**Data supplied**
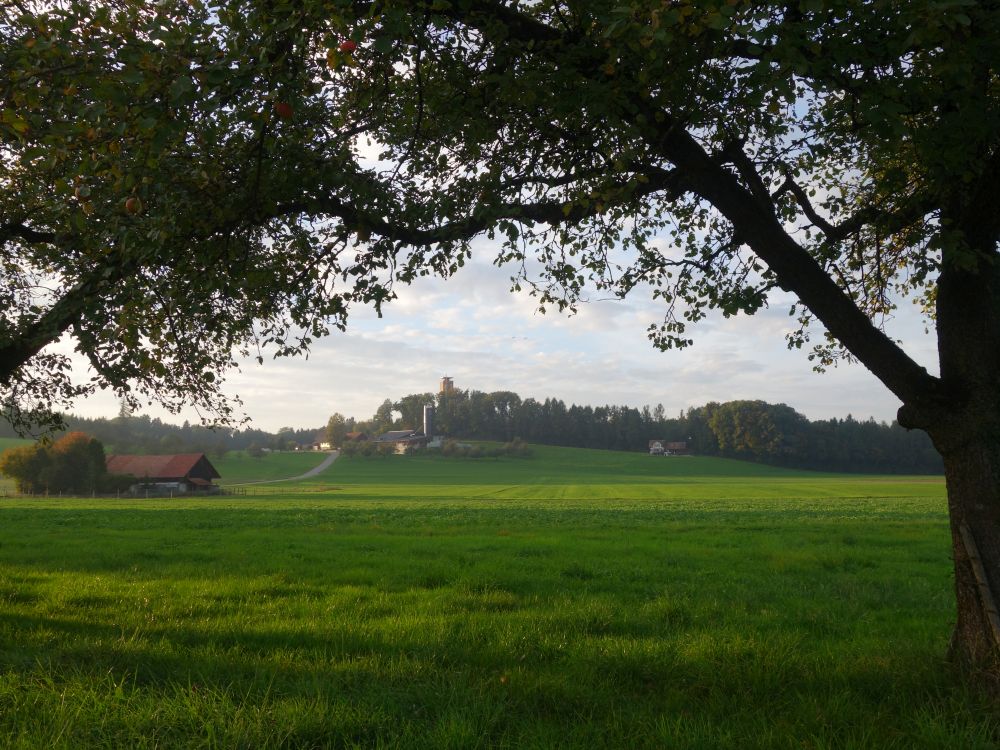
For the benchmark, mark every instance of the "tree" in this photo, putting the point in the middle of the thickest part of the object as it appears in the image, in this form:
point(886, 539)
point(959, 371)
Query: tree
point(710, 152)
point(707, 152)
point(75, 463)
point(336, 429)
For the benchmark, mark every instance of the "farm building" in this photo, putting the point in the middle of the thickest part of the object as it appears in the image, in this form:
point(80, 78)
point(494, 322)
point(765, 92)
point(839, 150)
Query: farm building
point(403, 440)
point(667, 448)
point(179, 473)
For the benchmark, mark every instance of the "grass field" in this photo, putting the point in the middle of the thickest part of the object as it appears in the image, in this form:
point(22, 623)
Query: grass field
point(574, 599)
point(238, 467)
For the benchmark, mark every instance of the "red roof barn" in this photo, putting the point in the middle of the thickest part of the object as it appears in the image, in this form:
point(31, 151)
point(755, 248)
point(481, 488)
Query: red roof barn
point(184, 472)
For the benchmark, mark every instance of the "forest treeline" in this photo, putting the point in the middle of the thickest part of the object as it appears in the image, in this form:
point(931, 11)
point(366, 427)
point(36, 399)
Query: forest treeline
point(144, 435)
point(750, 430)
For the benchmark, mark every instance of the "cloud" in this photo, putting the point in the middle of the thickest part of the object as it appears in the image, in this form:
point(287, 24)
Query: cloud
point(474, 329)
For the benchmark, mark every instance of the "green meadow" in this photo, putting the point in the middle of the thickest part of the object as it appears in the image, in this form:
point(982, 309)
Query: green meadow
point(574, 599)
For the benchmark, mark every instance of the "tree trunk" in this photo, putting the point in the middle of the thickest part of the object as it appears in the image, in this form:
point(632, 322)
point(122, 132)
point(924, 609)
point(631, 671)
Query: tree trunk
point(972, 471)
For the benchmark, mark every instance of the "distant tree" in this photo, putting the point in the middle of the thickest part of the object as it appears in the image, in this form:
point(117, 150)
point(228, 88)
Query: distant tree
point(73, 464)
point(25, 465)
point(382, 419)
point(336, 429)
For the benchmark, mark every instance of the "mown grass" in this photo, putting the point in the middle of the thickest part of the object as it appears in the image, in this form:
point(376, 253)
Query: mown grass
point(772, 610)
point(237, 467)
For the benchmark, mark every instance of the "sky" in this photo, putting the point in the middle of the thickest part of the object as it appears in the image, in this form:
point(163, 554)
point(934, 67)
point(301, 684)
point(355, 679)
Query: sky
point(475, 330)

**Instructions to follow**
Take the data above and repeat it exactly, leaving each picture out.

**Answer in full**
For the benchmark, mark every instance of the "tree" in this photo, putting the point in the middle of the thickest part of the object as it appears in the image, in this form:
point(886, 539)
point(959, 371)
Query: tree
point(710, 152)
point(707, 152)
point(75, 463)
point(336, 429)
For the benchmark, mark every instance of the "farm building" in this photo, putting the point in the middle of the thickest part of the object as it appears in the image, in this form:
point(80, 78)
point(494, 322)
point(765, 92)
point(839, 150)
Query: farm building
point(403, 440)
point(667, 448)
point(179, 473)
For the benchmark, mark every instance of the "grass field" in this photo, putting the point in the middle of the thickest part of the object as it appears in the image, in this form:
point(22, 623)
Query: grass field
point(574, 599)
point(238, 467)
For the benchmark, mark every instance of the "red roof barn" in this photo, putting the point in the middle of the thickest part of the object as it appears in the image, in this form:
point(31, 151)
point(755, 248)
point(481, 488)
Query: red roof barn
point(184, 472)
For the benchmark, mark every instance of the "forest treeline" in this photo, putting the point in the middle of the thickest part of the object as it appears in the image, in this form:
point(931, 11)
point(366, 427)
point(36, 399)
Query: forest treeline
point(144, 435)
point(750, 430)
For the benchmark, mark every instance of the "cloud" in this photo, putting the point in the middle of the thickest part of the object as it appears in the image, in this form:
point(287, 24)
Query: cloud
point(474, 329)
For the benchmark, mark every instance of the "green meadow" in this photo, putting the point in the middle of the thickest part of the object as it appears in the image, in this form:
point(982, 309)
Query: green meadow
point(574, 599)
For the benchmark, mark every instance of the "tree trunk" in this photo, putting the point in the middle of the thickest part of the object as it appears in the image, in this form:
point(632, 322)
point(122, 132)
point(924, 609)
point(631, 671)
Query: tree trunk
point(972, 471)
For the benchmark, mark every instance of the "distant tree" in this photo, putting the point in the middle of the thickest part of the object as it appears in the image, in this form:
point(117, 150)
point(228, 88)
Query: distant tree
point(73, 464)
point(25, 465)
point(382, 419)
point(336, 429)
For the benchmark, mark every instance of the "mown grass" in this photo, putting the point in the middle of the thickest part of the object as it appears in the image, in this form:
point(376, 253)
Query: mown grass
point(772, 610)
point(237, 467)
For the benchmark, mark every instance of the "sky" in this photo, putting the point in the middle of the thickest part of the object as it appears in the image, in this form:
point(163, 554)
point(934, 67)
point(301, 684)
point(355, 679)
Query: sky
point(475, 330)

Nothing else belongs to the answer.